• [PROVIDED TEXT]
○ ○ ○
I suppose if someone knew a Webmaster who was a Tolkien fan and was interested in running a site dedicated to promoting the truest quality Tolkien sites on the net, I suppose that individual could disuss with other quality Tolkien sites a process for setting up their own voting list page. This could be managed by a number of Webmasters and could be something similar to a cross between Tolkien Top100 and TolkienWorld, though more fairly managed and better promoted. This could easily include all sites of worth, which their are many, just policed a little better..................now, if only we could find such a person


----------



## ReadWryt (Jul 23, 2002)

You are so correct Anc, if such a site were operated by a party who refrained from placing his own Tolkien related sites in the running, and if it were set up specifically for the benefit of Webmasters who operated Tolkien Sites for the purpose of helping the Tolkien Community in general without any specific ties to any Tolkien Sites...*Sigh*


----------



## David Pence (Jul 23, 2002)

Hmmmmmmmm ....


----------



## ltas (Aug 3, 2002)

**

Good day 

I hope You won't consider this question arrogant, but I would really like to know what are the advantages of being number one in the mentioned list? 

Thank You.


----------



## Beorn (Aug 3, 2002)
○ ○ ○
• [INFORMATION GIVEN]

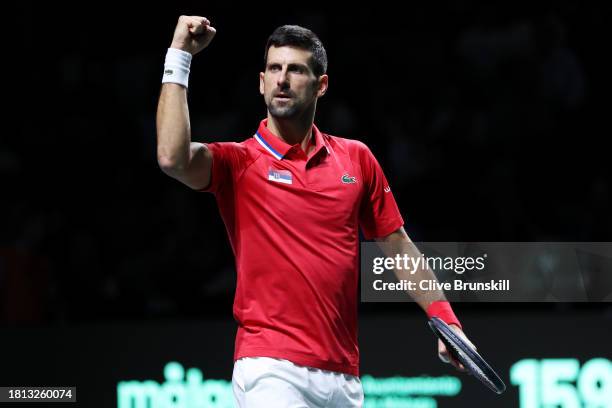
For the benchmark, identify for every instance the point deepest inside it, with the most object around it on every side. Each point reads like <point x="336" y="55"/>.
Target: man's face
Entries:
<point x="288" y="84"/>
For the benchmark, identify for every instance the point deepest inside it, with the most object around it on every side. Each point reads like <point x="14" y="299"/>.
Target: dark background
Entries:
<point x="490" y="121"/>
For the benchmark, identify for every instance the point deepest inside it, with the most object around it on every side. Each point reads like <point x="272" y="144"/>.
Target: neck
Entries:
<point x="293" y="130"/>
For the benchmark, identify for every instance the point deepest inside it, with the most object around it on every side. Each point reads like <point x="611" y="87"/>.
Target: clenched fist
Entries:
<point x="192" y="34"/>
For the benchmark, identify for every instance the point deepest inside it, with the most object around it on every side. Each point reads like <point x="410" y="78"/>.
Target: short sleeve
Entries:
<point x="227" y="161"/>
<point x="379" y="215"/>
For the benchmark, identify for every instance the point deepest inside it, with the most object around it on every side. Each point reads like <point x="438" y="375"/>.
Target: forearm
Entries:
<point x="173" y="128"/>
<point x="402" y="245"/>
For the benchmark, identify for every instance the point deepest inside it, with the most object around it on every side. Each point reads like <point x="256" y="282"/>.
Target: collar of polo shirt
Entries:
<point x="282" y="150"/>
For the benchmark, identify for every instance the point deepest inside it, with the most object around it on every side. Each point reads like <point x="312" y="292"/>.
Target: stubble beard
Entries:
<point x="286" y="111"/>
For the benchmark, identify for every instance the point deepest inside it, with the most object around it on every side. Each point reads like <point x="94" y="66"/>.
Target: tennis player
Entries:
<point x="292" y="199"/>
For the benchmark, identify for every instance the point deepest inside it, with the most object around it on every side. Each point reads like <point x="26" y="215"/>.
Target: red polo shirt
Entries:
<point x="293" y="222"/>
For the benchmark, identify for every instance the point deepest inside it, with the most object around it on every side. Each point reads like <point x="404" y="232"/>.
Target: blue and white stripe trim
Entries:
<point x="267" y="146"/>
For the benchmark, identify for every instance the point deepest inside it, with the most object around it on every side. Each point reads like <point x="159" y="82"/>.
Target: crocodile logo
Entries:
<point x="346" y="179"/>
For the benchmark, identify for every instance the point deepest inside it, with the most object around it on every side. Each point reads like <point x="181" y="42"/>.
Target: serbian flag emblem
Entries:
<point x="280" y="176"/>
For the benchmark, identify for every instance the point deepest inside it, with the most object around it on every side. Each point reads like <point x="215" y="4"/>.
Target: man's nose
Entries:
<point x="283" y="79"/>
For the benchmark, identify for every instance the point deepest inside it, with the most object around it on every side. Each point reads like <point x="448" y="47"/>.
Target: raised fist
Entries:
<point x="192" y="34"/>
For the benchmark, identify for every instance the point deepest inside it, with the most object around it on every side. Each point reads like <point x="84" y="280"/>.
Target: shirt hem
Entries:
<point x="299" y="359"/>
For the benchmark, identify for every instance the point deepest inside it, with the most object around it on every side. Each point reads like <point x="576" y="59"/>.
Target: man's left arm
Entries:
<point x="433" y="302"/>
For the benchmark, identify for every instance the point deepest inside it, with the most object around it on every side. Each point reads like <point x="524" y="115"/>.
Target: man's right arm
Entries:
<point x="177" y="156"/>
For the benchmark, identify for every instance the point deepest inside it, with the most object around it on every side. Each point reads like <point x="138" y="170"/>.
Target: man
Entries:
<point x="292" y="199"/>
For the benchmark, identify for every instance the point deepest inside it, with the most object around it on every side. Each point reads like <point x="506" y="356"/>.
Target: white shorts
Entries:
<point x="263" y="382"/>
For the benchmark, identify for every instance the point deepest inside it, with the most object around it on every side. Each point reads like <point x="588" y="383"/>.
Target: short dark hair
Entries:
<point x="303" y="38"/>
○ ○ ○
• [THE TASKS]
1. Rewrite the Tolkien forum thread from "Hmmmmmmmm ...." to "the mentioned list?", putting "presumptuous" in place of "arrogant".
2. Carry on the Tolkien forum thread from the point where it stops.

• [SOLVED PROBLEMS]
1.
Hmmmmmmmm ....


----------



## ltas (Aug 3, 2002)

**

Good day 

I hope You won't consider this question presumptuous, but I would really like to know what are the advantages of being number one in the mentioned list?

2.
Next to nothing: I think it would be more of an act of spite against TheTolkienion. We get no prize, no pictures taken, no award, and I bet we don't even get a post card....

BUT, I said next to nothing, not nothing: we do get more visitors to TTF, to join and become contributing members.


Ohh, how I wish a wonderful site like that would come out...Maybe if a bunch of people all worked together on it for a week, and put aside myriads of other projects, it could come together really soon.

Maybe, if we could just find that Webmaster person who would put something like that together....


----------



## Khamul (Oct 17, 2002)

Would this be what you are looking for? 

http://www.lotronline.com/halls/index.php

Just register the site, and you will be set.


----------



## Ancalagon (Oct 17, 2002)

Now why didn't I think of that?


----------



## Lhunithiliel (Oct 18, 2002)

*I WOULD LOVE TO VOTE!!* 

Just tell me where and how!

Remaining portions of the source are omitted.